• _Your objective_
Once the lines below holding the string "pointer" are counted, give that number alone.

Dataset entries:
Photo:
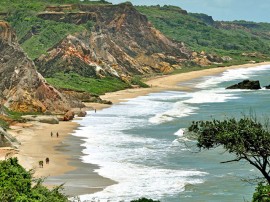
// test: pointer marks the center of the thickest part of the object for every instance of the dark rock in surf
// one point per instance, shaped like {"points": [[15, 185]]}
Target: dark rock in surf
{"points": [[246, 84]]}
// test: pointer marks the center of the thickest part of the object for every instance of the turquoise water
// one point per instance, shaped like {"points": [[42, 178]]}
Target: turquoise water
{"points": [[141, 145]]}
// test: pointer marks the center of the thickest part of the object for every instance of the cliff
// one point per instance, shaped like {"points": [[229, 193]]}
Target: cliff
{"points": [[121, 43], [22, 88]]}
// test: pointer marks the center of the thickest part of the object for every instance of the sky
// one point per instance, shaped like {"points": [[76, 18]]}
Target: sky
{"points": [[227, 10]]}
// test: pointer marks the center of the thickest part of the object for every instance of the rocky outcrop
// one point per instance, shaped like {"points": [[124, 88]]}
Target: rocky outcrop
{"points": [[121, 43], [41, 118], [69, 116], [83, 96], [7, 139], [246, 84], [22, 88], [71, 17]]}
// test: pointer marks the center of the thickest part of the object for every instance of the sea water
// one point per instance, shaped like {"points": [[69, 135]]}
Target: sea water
{"points": [[141, 144]]}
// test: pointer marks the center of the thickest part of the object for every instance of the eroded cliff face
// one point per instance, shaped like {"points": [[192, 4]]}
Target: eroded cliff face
{"points": [[22, 88], [121, 43]]}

• _Completed exercise_
7